__About this exercise__
The answer is all of the data, repeated exactly.

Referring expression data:
--------------------------------
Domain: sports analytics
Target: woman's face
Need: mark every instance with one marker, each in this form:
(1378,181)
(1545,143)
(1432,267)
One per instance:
--------------------------------
__Exercise output__
Domain: sports analytics
Target: woman's face
Need: mark every instance with one marker, each in this form:
(1378,181)
(1545,143)
(1432,267)
One per instance:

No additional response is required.